-- START OF EXTRACT PROVIDED --

1. To understand the concept of Simchas Torah the question is often asked 1 s why does the rejoicing of Simchas Torah consist of dancing with a sefer-Torah while it is rolled up and covered with its mantle so that it is impossible to read any of what is written it (2). Although regarding Torah it states “for it is your wisdom and your understanding” (3) nevertheless at this time we express our joy not through study and contemplation but rather through dancing with the Torah. This form of rejoicing provides the opportunity for every Jew to share in the joy of Simchas Torah including the simplest one — who is not geared to grasp the Torah intellectually.
(Moreover, as we see in practice, the dancing during Hakkafos attracts even those Jews whose attachment to the Torah is not apparent during the rest of the year).
The fact that the joy on Simchas Torah can be shared equally by every Jew, is further expressed by our dancing specifically with a sefer Torah — the Written Law, for regarding the Written Law we find that even one ignorant of the meaning of the words is obligated by the Torah the Torah of Truth) to say a Berachah prior to reading it (4). This making a berachah, indicates to us that even the most ignorant Jew is truly attached to the Torah since he too is able to illuminate the Torah which he learns with the light and presence of the Infinite G-d, the Giver of the Torah.
Another question often asked is why we celebrate Simchas Torah on Shemini Atzeres when seemingly it should be celebrated on Shavuos — the day the Torah was given ? (5)
2. The explanation (6) of this can be understood from the Midrash (7) which states that it would seemingly have be more fitting that the Atzeres (extension) of Sukkos should occur fifty days later as does the Atzeres of Pesach (Shavuos) which is fifty days after Pesach. The Midrash then explains the difference between the two Atzeres by way of a parable. There was a king whys had many daughters, some of whom lived nearby and others far away. One day, they all came to visit the king their father to inquire after his welfare. Said the king, “Those daughters living nearby have the time to go home and return to me, while those living in far away places do not have time to return. Therefore, now that all of us are here together, let us now make a day of festivity and rejoice together”.

-- END OF EXTRACT PROVIDED --
-- START OF INPUT DATA --

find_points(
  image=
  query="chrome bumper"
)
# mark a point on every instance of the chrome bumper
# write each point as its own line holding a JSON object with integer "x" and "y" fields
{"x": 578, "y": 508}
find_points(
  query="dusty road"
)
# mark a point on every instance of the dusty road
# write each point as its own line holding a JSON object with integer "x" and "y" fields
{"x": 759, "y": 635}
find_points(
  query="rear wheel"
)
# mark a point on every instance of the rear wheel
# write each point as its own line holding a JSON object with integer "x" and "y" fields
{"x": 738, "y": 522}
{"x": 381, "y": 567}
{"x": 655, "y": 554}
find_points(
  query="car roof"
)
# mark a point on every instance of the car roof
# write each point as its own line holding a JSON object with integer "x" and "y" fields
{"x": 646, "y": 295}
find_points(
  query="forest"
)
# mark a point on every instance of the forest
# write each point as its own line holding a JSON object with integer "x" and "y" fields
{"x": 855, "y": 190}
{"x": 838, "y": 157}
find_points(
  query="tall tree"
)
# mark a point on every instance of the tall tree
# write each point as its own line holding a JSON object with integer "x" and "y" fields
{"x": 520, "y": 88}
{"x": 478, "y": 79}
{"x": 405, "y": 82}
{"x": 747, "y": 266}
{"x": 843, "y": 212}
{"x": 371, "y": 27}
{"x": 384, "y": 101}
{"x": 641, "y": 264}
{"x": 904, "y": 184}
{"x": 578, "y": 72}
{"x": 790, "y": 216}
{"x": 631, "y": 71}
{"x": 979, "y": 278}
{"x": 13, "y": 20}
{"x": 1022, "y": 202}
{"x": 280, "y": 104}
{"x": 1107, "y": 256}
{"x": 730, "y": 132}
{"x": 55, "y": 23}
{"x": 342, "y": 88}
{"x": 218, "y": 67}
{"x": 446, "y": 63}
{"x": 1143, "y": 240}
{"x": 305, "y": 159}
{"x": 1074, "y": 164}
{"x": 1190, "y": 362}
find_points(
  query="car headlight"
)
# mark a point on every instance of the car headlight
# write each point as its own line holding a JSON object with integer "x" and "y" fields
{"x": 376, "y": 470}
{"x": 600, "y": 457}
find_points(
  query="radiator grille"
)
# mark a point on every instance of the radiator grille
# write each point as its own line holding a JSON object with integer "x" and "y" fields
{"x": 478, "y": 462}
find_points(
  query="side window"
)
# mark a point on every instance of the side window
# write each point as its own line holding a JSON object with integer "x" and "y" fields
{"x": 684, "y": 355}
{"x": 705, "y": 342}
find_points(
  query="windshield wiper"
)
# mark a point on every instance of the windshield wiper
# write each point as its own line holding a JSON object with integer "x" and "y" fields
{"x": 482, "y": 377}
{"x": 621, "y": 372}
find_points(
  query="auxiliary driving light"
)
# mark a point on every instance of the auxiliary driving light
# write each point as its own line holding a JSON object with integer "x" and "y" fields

-- END OF INPUT DATA --

PROMPT 1:
Write out the passage on Simchas Torah word for word, beginning at the words "The fact that" and stopping after "given ? (5)".
PROMPT 2:
List each line of the records that contains the string "wiper", matching case.

FINAL ANSWER 1:
The fact that the joy on Simchas Torah can be shared equally by every Jew, is further expressed by our dancing specifically with a sefer Torah — the Written Law, for regarding the Written Law we find that even one ignorant of the meaning of the words is obligated by the Torah the Torah of Truth) to say a Berachah prior to reading it (4). This making a berachah, indicates to us that even the most ignorant Jew is truly attached to the Torah since he too is able to illuminate the Torah which he learns with the light and presence of the Infinite G-d, the Giver of the Torah.
Another question often asked is why we celebrate Simchas Torah on Shemini Atzeres when seemingly it should be celebrated on Shavuos — the day the Torah was given ? (5)

FINAL ANSWER 2:
  query="windshield wiper"
# mark a point on every instance of the windshield wiper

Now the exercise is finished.